Recast the data below as a JSON list of strings, one string per line with blank lines omitted, starting at the beginning of the data and ending at the line that contains "<point>566,256</point>". Leave the pictures out of the answer.

** BEGIN RECORDED INFORMATION **

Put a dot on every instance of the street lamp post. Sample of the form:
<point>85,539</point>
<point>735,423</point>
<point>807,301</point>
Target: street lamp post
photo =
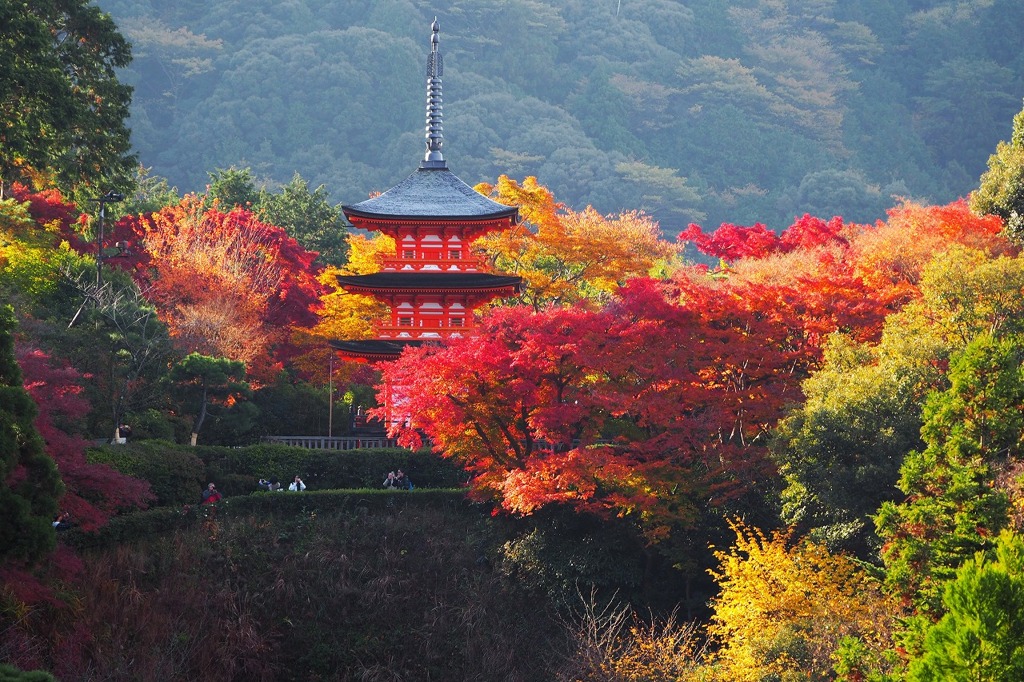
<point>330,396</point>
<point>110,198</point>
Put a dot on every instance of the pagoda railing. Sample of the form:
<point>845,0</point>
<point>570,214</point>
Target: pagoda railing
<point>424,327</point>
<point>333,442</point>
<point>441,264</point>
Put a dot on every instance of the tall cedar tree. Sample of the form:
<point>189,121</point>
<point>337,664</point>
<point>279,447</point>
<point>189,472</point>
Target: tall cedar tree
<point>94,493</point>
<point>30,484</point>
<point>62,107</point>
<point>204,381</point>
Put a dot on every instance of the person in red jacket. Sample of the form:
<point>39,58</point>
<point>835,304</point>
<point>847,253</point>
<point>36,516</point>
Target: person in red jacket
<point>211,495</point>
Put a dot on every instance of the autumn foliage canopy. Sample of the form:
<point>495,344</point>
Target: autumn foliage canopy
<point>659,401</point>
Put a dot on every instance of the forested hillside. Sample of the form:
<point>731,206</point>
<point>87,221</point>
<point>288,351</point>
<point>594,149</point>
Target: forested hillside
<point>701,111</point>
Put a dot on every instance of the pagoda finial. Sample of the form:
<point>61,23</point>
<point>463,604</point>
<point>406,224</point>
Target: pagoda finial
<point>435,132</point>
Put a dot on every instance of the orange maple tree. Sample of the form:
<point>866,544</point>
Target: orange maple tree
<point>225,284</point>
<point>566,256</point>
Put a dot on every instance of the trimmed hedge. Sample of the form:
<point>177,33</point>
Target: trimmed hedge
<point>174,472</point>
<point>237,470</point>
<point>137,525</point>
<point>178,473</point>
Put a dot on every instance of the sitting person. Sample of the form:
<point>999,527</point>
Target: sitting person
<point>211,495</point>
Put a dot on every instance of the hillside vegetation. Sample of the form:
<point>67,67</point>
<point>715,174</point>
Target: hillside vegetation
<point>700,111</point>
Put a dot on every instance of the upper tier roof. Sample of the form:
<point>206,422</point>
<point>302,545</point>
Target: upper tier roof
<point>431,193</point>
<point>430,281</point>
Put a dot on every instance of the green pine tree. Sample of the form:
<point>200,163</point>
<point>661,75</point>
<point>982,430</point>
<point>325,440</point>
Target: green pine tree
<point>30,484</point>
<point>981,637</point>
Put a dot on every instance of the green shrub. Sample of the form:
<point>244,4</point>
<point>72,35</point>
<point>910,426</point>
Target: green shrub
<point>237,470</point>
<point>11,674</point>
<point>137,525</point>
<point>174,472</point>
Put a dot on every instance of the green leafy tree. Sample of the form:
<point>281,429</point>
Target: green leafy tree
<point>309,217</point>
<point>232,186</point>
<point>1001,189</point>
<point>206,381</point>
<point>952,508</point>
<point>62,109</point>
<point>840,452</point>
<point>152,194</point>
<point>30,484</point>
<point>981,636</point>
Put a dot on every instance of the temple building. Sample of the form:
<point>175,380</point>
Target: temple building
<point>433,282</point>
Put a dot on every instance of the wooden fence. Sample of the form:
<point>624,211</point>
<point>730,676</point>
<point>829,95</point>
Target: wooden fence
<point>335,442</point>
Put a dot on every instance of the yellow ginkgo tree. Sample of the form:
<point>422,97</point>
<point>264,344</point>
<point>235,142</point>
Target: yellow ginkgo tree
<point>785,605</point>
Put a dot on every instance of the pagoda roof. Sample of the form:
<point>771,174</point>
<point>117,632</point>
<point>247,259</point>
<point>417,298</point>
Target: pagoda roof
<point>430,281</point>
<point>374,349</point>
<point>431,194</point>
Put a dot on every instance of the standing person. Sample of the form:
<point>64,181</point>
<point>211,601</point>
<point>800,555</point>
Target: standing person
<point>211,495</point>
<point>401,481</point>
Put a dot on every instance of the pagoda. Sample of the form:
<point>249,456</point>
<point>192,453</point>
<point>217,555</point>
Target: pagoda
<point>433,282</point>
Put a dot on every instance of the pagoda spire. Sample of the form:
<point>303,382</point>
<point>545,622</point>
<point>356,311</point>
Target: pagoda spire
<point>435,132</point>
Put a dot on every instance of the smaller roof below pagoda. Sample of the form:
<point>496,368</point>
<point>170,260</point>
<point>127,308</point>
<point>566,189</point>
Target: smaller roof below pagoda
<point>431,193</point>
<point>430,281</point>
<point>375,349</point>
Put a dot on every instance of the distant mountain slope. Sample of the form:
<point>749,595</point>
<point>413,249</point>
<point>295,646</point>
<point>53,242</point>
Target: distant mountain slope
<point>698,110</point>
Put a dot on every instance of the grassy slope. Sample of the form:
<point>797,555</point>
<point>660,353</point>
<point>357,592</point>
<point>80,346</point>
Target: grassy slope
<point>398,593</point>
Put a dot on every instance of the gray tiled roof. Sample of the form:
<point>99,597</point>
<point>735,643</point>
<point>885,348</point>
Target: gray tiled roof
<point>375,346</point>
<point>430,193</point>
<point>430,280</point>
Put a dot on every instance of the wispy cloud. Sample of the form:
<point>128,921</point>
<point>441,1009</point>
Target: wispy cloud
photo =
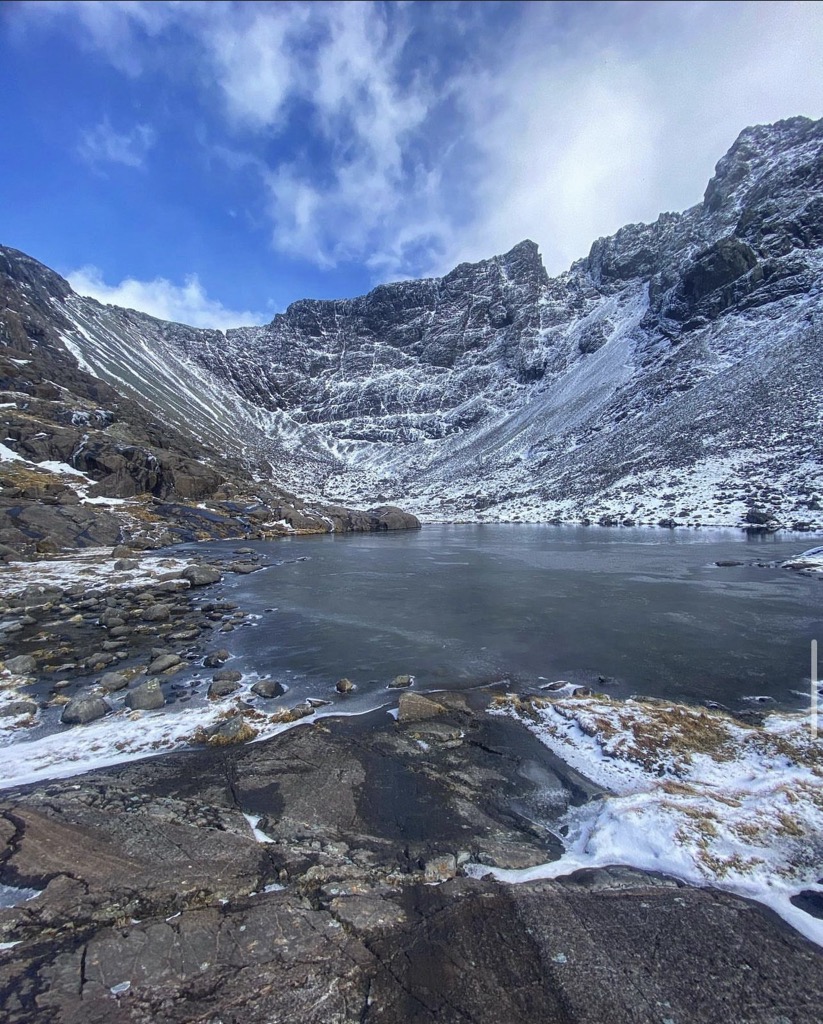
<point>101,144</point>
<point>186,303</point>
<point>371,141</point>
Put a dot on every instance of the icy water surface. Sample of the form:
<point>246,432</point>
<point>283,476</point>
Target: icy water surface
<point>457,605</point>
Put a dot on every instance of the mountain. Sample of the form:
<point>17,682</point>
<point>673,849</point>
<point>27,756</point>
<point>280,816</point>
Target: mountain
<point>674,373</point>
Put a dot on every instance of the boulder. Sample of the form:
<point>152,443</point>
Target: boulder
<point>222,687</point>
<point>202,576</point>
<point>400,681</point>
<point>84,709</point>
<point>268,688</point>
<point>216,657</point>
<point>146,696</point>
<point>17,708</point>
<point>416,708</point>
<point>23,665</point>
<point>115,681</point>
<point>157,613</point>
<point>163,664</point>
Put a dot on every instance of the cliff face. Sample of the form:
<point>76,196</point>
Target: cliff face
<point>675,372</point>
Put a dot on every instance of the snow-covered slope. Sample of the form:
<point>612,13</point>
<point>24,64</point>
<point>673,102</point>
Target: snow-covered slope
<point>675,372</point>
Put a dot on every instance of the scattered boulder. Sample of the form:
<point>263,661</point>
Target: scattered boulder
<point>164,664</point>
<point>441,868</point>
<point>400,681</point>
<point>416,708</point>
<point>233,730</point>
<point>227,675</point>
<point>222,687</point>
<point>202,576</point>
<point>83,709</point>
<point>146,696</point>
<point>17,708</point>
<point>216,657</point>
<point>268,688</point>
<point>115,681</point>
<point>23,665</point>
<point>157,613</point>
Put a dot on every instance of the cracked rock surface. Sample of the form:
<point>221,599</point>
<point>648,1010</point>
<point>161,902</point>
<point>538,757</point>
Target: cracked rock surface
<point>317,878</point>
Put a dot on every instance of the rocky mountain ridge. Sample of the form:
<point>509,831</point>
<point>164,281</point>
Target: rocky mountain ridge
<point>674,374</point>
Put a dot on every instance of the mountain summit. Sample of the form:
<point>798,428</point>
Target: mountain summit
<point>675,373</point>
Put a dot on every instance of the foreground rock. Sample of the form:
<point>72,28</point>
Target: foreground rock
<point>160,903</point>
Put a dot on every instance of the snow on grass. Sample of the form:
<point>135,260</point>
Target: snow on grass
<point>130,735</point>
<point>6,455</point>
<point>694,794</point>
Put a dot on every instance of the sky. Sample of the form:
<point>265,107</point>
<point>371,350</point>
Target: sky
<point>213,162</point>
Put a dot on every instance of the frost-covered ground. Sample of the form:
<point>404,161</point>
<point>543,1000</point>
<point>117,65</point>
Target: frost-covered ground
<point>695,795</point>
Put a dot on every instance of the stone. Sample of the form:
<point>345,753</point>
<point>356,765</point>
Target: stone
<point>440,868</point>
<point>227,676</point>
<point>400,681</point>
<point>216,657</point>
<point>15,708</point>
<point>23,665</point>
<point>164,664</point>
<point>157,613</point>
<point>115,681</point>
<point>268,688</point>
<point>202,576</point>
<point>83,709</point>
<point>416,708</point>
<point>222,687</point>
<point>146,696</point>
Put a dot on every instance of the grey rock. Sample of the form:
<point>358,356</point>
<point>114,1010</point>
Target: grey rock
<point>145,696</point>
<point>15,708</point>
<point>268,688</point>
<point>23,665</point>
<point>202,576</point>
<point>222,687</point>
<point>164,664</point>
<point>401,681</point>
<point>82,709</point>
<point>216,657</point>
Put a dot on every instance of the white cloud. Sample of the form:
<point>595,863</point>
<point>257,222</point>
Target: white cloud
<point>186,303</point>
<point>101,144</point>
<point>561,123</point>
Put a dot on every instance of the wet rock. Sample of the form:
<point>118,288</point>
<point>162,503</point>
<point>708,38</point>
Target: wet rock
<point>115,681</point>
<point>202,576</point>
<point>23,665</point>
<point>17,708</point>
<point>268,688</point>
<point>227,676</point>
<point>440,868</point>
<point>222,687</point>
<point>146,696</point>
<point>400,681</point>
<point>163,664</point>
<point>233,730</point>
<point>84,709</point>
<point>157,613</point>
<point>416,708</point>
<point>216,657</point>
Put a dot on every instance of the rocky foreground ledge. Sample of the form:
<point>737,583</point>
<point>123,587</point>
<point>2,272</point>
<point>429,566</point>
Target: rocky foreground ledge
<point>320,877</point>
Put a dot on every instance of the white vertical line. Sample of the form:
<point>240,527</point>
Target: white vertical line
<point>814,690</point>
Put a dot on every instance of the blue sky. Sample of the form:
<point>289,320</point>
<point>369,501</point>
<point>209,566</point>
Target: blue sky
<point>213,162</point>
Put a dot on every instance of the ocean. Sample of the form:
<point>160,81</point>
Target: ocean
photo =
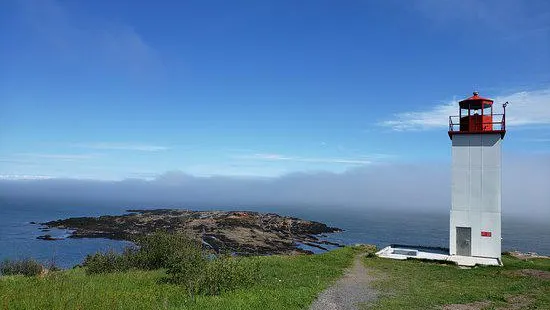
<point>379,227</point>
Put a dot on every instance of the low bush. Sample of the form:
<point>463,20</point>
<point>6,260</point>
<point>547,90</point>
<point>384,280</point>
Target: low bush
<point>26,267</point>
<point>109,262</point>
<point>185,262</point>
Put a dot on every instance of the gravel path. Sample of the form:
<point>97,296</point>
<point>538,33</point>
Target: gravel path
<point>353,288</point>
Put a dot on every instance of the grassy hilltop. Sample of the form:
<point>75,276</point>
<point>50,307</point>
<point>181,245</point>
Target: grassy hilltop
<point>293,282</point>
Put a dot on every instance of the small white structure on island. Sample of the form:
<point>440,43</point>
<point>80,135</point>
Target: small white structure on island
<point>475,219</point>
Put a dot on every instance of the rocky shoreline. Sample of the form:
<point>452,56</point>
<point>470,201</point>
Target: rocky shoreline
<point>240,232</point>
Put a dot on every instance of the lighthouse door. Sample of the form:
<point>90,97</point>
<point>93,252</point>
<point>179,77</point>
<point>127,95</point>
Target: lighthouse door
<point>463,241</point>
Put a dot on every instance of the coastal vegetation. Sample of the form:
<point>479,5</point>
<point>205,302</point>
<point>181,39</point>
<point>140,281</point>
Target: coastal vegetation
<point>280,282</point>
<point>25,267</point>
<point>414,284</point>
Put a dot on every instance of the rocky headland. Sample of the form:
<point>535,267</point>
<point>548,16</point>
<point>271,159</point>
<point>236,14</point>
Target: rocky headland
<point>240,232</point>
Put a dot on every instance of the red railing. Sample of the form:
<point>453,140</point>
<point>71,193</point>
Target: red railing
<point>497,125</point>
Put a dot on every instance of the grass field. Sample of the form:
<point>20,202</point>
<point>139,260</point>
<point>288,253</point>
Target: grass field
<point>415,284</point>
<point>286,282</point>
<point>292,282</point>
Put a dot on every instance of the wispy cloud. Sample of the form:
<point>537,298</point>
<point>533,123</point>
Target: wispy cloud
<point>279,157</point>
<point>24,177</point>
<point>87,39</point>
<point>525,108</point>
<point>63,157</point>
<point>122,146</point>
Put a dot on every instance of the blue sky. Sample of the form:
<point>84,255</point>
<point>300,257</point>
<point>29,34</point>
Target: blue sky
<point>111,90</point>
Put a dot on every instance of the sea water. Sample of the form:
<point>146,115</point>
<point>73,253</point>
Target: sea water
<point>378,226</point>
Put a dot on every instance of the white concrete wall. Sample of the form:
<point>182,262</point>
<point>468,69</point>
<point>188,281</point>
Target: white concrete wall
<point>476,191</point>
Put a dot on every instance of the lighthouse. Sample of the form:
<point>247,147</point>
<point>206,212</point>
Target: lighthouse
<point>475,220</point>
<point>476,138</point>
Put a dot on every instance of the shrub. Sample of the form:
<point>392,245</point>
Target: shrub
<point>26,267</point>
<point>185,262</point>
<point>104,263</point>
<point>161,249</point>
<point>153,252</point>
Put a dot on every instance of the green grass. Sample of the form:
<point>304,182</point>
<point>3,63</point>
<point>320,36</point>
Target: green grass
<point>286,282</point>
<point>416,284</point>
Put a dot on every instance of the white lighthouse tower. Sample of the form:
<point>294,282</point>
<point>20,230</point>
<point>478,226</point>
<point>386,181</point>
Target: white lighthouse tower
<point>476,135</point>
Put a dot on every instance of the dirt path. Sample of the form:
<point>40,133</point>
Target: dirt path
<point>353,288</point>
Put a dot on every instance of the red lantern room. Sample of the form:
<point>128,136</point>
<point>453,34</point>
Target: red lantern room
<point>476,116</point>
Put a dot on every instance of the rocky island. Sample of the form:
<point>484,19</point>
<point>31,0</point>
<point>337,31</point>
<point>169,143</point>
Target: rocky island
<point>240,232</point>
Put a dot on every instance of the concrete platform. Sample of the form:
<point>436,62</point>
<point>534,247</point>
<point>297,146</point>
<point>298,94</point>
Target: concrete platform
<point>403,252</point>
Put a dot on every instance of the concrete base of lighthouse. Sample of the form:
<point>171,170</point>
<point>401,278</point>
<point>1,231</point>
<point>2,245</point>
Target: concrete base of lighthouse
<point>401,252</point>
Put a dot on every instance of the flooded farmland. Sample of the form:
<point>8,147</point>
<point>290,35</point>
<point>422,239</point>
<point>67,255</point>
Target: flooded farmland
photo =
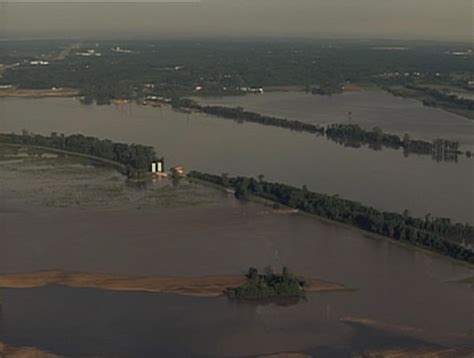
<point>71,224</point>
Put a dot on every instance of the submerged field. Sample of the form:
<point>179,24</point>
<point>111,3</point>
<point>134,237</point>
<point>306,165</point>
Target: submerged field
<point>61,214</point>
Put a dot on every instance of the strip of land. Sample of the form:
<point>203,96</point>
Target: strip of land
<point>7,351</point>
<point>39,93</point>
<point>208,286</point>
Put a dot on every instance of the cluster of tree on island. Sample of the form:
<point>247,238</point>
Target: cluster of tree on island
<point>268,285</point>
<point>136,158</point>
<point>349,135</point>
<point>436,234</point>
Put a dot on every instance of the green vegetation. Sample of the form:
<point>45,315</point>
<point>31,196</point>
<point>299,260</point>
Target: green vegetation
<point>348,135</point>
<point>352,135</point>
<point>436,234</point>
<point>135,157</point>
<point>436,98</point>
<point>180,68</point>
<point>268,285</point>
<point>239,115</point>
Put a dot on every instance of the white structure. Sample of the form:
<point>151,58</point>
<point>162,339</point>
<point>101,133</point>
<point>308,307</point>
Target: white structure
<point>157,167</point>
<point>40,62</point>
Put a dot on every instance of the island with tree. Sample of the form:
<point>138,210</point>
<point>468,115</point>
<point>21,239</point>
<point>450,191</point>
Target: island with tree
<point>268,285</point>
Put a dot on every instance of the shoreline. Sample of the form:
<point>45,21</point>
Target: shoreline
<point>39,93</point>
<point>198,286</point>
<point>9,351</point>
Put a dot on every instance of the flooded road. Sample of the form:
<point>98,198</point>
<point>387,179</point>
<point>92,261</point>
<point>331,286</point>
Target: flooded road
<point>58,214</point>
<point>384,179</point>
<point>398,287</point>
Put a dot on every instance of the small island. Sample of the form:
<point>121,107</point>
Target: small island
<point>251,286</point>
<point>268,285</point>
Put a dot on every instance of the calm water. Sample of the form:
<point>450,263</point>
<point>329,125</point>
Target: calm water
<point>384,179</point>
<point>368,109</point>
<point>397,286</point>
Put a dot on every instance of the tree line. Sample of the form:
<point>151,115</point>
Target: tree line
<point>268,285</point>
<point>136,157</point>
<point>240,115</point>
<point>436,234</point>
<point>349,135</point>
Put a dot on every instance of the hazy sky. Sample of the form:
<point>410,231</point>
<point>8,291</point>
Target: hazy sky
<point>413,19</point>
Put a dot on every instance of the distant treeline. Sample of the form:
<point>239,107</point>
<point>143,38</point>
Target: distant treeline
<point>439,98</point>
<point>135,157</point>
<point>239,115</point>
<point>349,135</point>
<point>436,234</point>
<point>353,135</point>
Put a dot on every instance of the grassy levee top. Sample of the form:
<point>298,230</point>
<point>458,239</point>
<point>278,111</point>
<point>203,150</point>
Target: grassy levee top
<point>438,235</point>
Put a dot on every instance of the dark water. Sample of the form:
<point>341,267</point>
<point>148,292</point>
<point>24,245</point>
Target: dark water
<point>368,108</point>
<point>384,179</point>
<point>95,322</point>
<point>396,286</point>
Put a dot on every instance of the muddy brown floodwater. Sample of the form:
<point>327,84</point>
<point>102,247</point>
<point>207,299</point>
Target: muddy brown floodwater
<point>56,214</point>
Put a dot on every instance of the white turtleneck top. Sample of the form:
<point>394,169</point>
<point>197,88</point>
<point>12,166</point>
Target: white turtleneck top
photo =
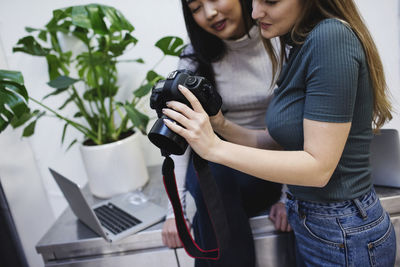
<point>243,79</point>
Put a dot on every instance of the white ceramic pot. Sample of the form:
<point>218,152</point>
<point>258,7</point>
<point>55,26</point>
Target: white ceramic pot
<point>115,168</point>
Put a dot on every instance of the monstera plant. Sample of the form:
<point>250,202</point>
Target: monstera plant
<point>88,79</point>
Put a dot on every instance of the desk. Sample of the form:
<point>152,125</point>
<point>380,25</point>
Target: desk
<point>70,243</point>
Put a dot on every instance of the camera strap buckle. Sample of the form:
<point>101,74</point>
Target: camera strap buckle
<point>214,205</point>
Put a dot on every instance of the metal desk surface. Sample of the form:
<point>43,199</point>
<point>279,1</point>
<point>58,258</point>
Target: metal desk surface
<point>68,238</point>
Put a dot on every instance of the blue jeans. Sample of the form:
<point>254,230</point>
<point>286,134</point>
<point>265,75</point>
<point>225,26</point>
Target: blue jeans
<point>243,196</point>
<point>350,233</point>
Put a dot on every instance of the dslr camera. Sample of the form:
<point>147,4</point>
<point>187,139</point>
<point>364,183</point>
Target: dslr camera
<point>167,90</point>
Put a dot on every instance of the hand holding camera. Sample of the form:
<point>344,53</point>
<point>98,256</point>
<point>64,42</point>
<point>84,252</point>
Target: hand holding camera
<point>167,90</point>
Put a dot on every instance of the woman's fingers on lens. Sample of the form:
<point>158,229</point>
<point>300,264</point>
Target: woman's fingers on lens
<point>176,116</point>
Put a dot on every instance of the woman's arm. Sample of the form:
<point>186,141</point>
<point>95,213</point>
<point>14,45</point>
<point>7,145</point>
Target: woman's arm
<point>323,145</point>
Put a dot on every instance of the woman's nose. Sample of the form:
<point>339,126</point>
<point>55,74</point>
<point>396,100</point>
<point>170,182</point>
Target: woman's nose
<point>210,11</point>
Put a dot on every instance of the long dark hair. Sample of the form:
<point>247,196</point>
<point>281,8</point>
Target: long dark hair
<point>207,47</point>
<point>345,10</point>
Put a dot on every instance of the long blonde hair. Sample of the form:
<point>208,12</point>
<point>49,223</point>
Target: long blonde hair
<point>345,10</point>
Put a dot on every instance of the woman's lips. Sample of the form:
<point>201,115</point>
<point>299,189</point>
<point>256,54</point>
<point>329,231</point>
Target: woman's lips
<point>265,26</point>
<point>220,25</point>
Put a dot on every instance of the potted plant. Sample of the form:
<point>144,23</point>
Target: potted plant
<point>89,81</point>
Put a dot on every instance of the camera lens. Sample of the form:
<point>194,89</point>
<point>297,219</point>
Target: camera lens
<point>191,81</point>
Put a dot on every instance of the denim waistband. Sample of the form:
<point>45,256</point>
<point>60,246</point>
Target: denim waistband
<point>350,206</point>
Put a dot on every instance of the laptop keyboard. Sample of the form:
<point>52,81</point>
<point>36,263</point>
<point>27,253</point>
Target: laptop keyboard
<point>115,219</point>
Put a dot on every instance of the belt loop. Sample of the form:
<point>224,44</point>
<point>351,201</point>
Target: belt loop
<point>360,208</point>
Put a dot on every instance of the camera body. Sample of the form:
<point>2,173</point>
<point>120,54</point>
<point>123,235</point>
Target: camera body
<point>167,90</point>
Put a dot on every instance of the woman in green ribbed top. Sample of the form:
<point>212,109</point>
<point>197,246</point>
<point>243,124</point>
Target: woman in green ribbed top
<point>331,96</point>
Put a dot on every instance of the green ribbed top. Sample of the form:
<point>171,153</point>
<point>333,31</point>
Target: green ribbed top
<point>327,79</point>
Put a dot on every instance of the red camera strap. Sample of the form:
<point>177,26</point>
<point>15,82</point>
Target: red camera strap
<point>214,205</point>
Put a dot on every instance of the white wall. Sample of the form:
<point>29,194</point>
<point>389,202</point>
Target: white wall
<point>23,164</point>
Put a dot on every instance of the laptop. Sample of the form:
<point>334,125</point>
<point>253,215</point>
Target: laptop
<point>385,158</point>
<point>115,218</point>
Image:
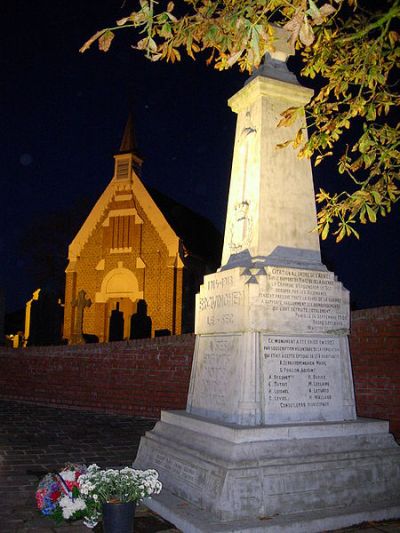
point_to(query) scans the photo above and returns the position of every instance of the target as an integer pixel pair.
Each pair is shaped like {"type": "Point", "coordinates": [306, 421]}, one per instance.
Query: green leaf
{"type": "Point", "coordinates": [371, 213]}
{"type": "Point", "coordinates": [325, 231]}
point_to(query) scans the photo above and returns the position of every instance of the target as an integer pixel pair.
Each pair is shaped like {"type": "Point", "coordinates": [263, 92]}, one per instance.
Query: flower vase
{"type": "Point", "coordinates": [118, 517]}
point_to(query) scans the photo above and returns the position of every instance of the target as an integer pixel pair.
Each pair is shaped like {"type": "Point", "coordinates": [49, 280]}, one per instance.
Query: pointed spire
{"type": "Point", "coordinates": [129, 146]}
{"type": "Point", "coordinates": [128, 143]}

** END RECORDED INFORMATION **

TASK RESPONSE -
[
  "Put a dot on every instance of the street lamp post. Sample of the form:",
  "<point>85,539</point>",
  "<point>735,423</point>",
  "<point>807,301</point>",
  "Target: street lamp post",
  "photo =",
  "<point>330,396</point>",
  "<point>110,198</point>",
  "Put a dot on every instance of the pagoda railing. Sample of the form:",
  "<point>845,0</point>",
  "<point>570,214</point>",
  "Target: pagoda railing",
  "<point>424,327</point>",
  "<point>333,442</point>",
  "<point>441,264</point>",
  "Put a dot on every instance of the tall cedar tree. Sample of the form:",
  "<point>189,121</point>",
  "<point>337,664</point>",
  "<point>279,447</point>",
  "<point>189,472</point>",
  "Target: tall cedar tree",
  "<point>94,493</point>",
  "<point>30,484</point>",
  "<point>62,107</point>",
  "<point>204,381</point>",
  "Put a dot on every instance of the person in red jacket. Sample of the form:",
  "<point>39,58</point>",
  "<point>835,304</point>",
  "<point>847,253</point>",
  "<point>36,516</point>",
  "Target: person in red jacket",
  "<point>211,495</point>",
  "Put a dot on every instance of the autumn foliage canopy. Sample of the form:",
  "<point>495,344</point>",
  "Target: autumn foliage canopy",
  "<point>659,401</point>",
  "Put a dot on every instance of the forested hillside. Sample of the form:",
  "<point>731,206</point>",
  "<point>87,221</point>",
  "<point>288,351</point>",
  "<point>594,149</point>",
  "Target: forested hillside",
  "<point>701,111</point>",
  "Put a dot on every instance of the pagoda finial. Sample of the form:",
  "<point>61,23</point>",
  "<point>463,604</point>",
  "<point>406,224</point>",
  "Target: pagoda finial",
  "<point>435,132</point>",
  "Put a dot on every instance of the orange maple tree. Sample of the form:",
  "<point>866,544</point>",
  "Target: orange maple tree",
  "<point>225,284</point>",
  "<point>566,256</point>"
]